Aim: Exactly repeat the full listing that follows.

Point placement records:
____

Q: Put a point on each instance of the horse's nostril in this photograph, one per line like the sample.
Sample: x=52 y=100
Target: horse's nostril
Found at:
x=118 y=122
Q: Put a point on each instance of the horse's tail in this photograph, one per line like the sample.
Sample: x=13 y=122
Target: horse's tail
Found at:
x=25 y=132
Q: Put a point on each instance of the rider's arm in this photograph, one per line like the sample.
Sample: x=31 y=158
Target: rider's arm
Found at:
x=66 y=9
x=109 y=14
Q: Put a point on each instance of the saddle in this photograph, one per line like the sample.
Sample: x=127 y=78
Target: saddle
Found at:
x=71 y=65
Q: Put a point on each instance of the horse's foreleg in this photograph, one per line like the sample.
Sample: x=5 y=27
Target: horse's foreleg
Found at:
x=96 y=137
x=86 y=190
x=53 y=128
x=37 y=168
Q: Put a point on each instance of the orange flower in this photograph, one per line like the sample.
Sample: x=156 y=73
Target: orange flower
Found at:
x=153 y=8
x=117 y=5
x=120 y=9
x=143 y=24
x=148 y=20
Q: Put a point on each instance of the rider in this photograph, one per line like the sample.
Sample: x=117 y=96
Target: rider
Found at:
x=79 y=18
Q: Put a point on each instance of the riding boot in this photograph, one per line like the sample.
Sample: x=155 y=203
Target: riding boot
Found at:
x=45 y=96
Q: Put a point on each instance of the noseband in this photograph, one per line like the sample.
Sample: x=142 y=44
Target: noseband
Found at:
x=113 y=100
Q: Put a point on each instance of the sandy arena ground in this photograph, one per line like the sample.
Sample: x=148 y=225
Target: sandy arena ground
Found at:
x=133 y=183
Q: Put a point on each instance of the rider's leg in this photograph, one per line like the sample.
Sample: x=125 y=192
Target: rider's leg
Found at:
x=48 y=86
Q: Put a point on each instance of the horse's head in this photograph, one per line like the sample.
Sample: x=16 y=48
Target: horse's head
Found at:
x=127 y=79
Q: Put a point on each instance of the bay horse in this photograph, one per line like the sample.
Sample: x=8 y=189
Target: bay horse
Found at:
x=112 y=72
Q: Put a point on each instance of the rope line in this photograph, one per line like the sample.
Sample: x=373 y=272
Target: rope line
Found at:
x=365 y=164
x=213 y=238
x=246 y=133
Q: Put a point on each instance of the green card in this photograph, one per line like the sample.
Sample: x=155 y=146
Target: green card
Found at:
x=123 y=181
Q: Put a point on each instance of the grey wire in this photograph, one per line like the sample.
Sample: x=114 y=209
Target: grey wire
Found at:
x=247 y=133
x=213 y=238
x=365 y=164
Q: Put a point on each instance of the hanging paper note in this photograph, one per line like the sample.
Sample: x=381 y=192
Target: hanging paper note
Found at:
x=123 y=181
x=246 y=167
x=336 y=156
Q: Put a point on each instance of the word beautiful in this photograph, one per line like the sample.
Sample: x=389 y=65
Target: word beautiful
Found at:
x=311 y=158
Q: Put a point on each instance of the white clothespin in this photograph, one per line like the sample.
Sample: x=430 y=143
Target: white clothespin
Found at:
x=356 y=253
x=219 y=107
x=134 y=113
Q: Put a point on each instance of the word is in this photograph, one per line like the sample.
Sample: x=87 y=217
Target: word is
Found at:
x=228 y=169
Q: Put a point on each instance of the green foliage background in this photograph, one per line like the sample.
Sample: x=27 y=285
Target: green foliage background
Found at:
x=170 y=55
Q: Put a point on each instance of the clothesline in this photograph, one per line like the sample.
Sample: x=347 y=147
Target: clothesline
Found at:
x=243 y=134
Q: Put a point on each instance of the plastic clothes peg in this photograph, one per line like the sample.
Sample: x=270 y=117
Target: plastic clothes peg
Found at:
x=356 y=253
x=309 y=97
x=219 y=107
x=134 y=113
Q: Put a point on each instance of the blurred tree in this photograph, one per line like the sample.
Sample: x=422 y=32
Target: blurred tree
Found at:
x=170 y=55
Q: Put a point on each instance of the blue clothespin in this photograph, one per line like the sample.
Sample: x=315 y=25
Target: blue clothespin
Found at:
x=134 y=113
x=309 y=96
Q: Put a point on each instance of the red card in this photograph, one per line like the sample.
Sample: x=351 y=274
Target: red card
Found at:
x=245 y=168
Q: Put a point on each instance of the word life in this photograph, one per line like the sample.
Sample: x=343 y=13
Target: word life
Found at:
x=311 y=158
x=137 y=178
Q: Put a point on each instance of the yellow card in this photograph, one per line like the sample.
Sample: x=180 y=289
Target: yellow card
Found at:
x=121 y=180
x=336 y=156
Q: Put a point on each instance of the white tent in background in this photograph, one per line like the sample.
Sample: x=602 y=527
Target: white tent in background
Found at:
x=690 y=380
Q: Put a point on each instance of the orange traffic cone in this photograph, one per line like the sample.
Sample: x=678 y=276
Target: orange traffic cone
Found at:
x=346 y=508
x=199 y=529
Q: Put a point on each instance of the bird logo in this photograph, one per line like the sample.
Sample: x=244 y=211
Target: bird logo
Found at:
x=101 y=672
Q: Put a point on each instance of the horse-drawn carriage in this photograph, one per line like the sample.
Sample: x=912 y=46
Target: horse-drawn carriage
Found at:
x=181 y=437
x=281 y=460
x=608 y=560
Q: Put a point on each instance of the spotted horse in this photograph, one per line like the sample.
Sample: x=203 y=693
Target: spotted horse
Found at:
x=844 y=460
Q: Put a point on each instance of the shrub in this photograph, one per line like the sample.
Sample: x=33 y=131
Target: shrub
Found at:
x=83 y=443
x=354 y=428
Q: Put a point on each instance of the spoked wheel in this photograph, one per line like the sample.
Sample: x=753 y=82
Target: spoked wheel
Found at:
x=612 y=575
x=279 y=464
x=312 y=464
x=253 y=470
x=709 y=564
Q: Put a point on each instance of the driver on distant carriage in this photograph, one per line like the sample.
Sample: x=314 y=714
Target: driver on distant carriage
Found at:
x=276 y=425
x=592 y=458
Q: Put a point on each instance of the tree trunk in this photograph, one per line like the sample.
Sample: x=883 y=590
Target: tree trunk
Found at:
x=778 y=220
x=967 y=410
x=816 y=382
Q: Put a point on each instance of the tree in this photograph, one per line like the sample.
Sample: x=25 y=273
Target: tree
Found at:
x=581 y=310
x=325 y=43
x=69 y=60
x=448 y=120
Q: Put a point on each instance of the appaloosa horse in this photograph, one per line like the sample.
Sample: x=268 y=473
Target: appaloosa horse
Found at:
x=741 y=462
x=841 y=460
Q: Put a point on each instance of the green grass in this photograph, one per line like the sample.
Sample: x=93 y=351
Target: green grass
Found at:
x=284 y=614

____

Output of the exercise:
Q: Put a point on each instance of the horse's nostril in this photograph, one per line like the sample.
Sample: x=52 y=100
Target: horse's nostril
Found at:
x=118 y=122
Q: Put a point on each instance of the horse's tail in this photograph, one per line like the sample.
Sample: x=13 y=122
Target: horse's tail
Found at:
x=25 y=132
Q: Put a point on each instance of the rider's arm in this photograph, one per line like the sample.
Sample: x=31 y=158
Target: rider's arm
Found at:
x=66 y=9
x=109 y=14
Q: Put a point on each instance of the saddle in this photograph, one per line like the sample.
Sample: x=127 y=78
Target: saddle
Found at:
x=71 y=65
Q: Put a point on each instance of the horse's foreleg in this photograph, one per line like the sample.
Sample: x=5 y=27
Target: horse's foreleg
Found at:
x=96 y=137
x=86 y=190
x=53 y=128
x=37 y=168
Q: Put a point on each instance of the orange flower in this photograph, one per line like the sample.
Sample: x=156 y=73
Target: orange flower
Found at:
x=153 y=8
x=117 y=5
x=120 y=9
x=143 y=24
x=148 y=20
Q: Put a point on each instance of the rider in this photograph, one per line like the sample.
Sample: x=117 y=96
Target: rider
Found at:
x=79 y=18
Q: Put a point on each instance of the riding boot in this photograph, one per line like the sample.
Sample: x=155 y=203
Target: riding boot
Found at:
x=45 y=96
Q: Put a point on each instance of the noseband in this photograph, one per line like the sample.
Sample: x=142 y=44
Target: noseband
Found at:
x=113 y=100
Q: Put a point on each instance of the sandy arena ground in this photograph, one per line like the sample.
Sample: x=148 y=225
Target: sandy arena ground
Found at:
x=133 y=183
Q: Put a point on each instance of the rider's leg in this photograph, one per line like the sample.
Sample: x=125 y=192
Target: rider's leg
Found at:
x=48 y=86
Q: Put a point on each instance of the horse's head in this photograph, one per line like the sample.
Sample: x=16 y=48
Target: horse's head
Found at:
x=127 y=79
Q: Put a point on each instance of the bay horse in this photograph, one per line like the sample.
Sample: x=8 y=189
Target: bay horse
Found at:
x=112 y=72
Q: Put a point on each instance of the rope line in this photograph, one per line like the sample.
Sample: x=373 y=272
Target: rope line
Found at:
x=365 y=164
x=213 y=238
x=246 y=133
Q: Put a point on each instance of the green card in this photograph, one per line like the sample.
Sample: x=155 y=146
Target: green card
Found at:
x=123 y=181
Q: Put a point on each instance of the grey wire in this photograph, one per line like the sample.
Sample: x=114 y=209
Target: grey wire
Found at:
x=247 y=133
x=213 y=238
x=365 y=164
Q: Put a point on each instance of the hanging paper note in this photograph, one per line like the sample.
Sample: x=381 y=192
Target: hanging paper note
Found at:
x=123 y=181
x=246 y=167
x=336 y=156
Q: Put a point on each instance of the word beautiful in this photograph, one per line like the sample.
Sample: x=389 y=65
Target: word beautiful
Found at:
x=311 y=158
Q: Put a point on each instance of the white clothespin in this photograph, one per line like the sample.
Sample: x=430 y=143
Target: white clothespin
Found at:
x=356 y=253
x=219 y=107
x=134 y=113
Q: Put a point on each instance of the word is in this photograph, one per line like the sample.
Sample: x=87 y=217
Target: word is
Found at:
x=228 y=169
Q: Put a point on each instance of the green foliage background in this photograph, one per line like the sample.
Sample: x=27 y=285
Target: green foliage background
Found at:
x=170 y=55
Q: Put a point on each instance of the clothesline in this photograph, one per line like the sample.
Sample: x=347 y=147
Target: clothesline
Found at:
x=243 y=134
Q: Put a point on each instance of the plastic clothes peg in this photograph, one per line like the sample.
Sample: x=270 y=117
Target: plastic clothes peg
Found at:
x=356 y=253
x=309 y=97
x=219 y=107
x=134 y=113
Q: Put a point on each instance of the blurred tree in this photograph, one per line like the sample.
Sample: x=422 y=32
Target: blurred tree
Found at:
x=170 y=55
Q: Put a point on each instance of the blue clothespin in this photograph, one per line like the sample.
Sample: x=315 y=25
Target: blue clothespin
Found at:
x=134 y=113
x=309 y=96
Q: Put a point on each instance of the red card in this photograph, one per line like the sample.
Sample: x=351 y=274
Target: red card
Found at:
x=245 y=168
Q: Put a point on each instance of the word life in this photograph, one per line like the sample.
Sample: x=343 y=13
Target: word life
Found at:
x=311 y=158
x=137 y=178
Q: Put a point on each instance of the yellow card in this photograph, one per line like the sample.
Sample: x=180 y=289
Target: yellow card
Found at:
x=121 y=180
x=336 y=156
Q: Put a point on each instance of the white tent in background in this photograph, one per line like the sample.
Sample: x=602 y=527
Target: white tent in background
Found at:
x=690 y=380
Q: Put a point on each instance of the orange traffic cone in this photograph, one per line like the sample.
Sample: x=678 y=276
Target: orange traffic cone
Found at:
x=346 y=508
x=199 y=529
Q: Put a point on each instance of the bird logo in this photograph, one per line like the sample.
Sample: x=244 y=211
Target: bird logo
Found at:
x=101 y=672
Q: Put a point on each instance of the horse-drawn carriage in this photograph, one per line like the sample.
Sample: x=912 y=46
Target: horse-drawn carriage
Found at:
x=181 y=437
x=281 y=460
x=608 y=560
Q: Put a point on each instance of the spotted horse in this photograph, one per line like the sample.
Sample: x=203 y=693
Target: spotted horse
Found at:
x=844 y=460
Q: Put a point on each instance of the shrub in this photograph, one per line like the sample.
Sample: x=33 y=131
Target: shrub
Found at:
x=83 y=443
x=354 y=428
Q: Put a point on each instance of the spoked wheel in this photograph, one per line like the sample.
Sample: x=753 y=82
Target: spoked wheel
Found at:
x=612 y=575
x=279 y=464
x=312 y=464
x=253 y=470
x=709 y=564
Q: Put a point on each instance of the driver on distant carriage in this photograph, one per line like the sample.
Sample: x=314 y=714
Target: driver on distant carriage
Found at:
x=276 y=425
x=592 y=458
Q: Put a point on each instance of the tree trunk in this photograph, one per line like the sample.
Sample: x=883 y=590
Target: tree trunk
Found at:
x=778 y=220
x=967 y=410
x=816 y=382
Q: Put a point on each instance of the tree in this photograph, one per line like the sample.
Sample: x=25 y=273
Target: tree
Found at:
x=581 y=310
x=325 y=43
x=69 y=60
x=448 y=120
Q: Put a point on each instance of the appaloosa horse in this photograph, one per line like the sample.
Sample: x=268 y=473
Target: appaloosa horse
Found at:
x=741 y=462
x=841 y=460
Q: Put a point on each instance of the green grass in this photograph, one per line like the sample.
Sample: x=93 y=351
Target: green grass
Found at:
x=284 y=614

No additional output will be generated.